## What the exercise asks:
Extract every line of the records below that contains the word "head", and copy each one unchanged.

## Record set:
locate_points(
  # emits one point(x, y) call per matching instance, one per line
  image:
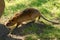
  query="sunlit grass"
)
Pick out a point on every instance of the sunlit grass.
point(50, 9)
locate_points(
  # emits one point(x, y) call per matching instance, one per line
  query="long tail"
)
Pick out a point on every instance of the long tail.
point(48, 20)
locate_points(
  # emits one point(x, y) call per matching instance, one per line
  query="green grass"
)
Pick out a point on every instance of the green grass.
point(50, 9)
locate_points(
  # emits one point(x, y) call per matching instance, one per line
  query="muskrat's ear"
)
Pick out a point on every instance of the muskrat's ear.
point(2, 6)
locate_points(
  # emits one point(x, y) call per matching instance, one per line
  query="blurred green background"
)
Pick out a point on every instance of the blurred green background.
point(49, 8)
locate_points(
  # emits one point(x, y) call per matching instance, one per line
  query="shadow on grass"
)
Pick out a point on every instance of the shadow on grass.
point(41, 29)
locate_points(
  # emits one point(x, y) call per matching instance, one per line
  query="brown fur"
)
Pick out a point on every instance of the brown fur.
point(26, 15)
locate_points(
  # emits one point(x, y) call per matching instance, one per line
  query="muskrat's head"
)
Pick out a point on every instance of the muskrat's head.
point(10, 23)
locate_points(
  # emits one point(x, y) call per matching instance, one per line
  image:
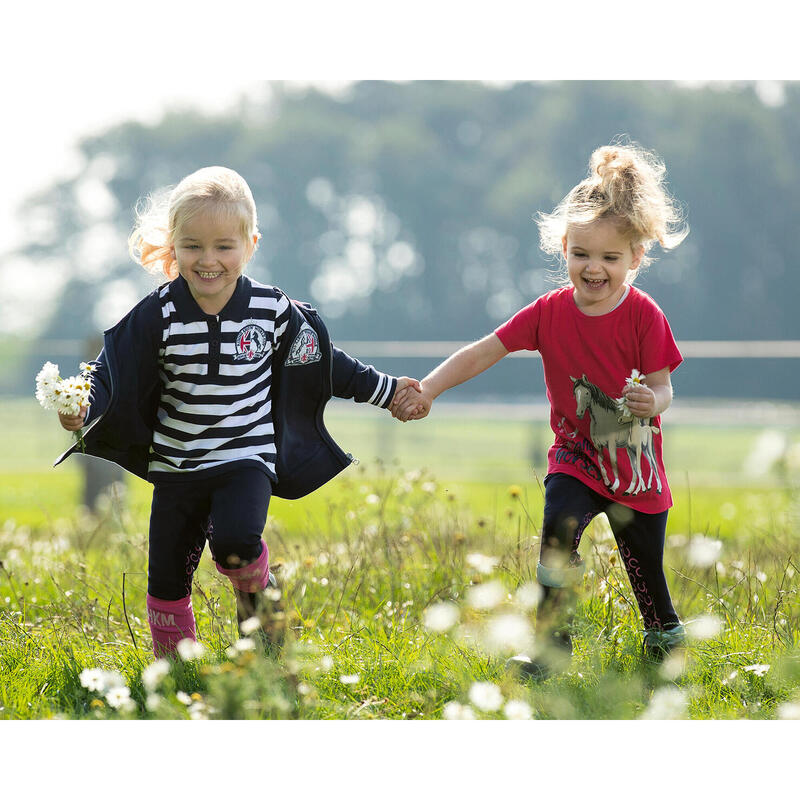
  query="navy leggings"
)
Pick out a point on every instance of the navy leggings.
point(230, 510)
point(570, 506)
==
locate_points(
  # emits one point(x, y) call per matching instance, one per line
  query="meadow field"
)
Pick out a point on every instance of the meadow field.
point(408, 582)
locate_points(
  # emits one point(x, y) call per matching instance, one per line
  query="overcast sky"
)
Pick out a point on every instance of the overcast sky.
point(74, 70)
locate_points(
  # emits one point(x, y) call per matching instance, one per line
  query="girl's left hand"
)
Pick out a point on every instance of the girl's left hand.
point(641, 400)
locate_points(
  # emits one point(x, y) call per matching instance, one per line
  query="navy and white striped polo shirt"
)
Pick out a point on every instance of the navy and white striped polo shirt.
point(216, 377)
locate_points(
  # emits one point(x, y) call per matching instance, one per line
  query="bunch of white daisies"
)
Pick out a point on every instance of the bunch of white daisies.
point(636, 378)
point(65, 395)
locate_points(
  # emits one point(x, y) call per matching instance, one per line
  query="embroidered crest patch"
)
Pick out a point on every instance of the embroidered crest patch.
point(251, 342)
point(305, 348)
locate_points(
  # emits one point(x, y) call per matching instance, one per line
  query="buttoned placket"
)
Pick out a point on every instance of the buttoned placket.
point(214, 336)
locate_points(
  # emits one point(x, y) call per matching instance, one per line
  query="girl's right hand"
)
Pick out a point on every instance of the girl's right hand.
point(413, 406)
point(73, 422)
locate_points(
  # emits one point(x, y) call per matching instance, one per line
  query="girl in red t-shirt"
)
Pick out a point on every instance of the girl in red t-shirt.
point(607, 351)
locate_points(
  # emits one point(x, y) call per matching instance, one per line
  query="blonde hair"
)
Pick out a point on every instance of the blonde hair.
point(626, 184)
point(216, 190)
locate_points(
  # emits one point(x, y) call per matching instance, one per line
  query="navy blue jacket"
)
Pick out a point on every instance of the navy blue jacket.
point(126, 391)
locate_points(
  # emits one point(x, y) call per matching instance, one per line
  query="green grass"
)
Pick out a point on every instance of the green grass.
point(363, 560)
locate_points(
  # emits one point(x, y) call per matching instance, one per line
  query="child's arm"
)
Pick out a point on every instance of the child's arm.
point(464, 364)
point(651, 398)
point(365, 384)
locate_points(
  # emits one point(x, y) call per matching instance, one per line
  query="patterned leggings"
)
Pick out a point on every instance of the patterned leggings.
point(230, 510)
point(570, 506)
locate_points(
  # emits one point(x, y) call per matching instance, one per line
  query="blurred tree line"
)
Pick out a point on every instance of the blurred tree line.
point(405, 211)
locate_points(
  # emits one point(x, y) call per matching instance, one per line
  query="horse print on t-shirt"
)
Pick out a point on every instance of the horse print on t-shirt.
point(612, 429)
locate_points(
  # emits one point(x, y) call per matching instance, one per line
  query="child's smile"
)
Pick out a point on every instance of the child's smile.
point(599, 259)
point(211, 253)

## Correct output:
  query="muskrat's head"
Pick out a point on every instance of the muskrat's head.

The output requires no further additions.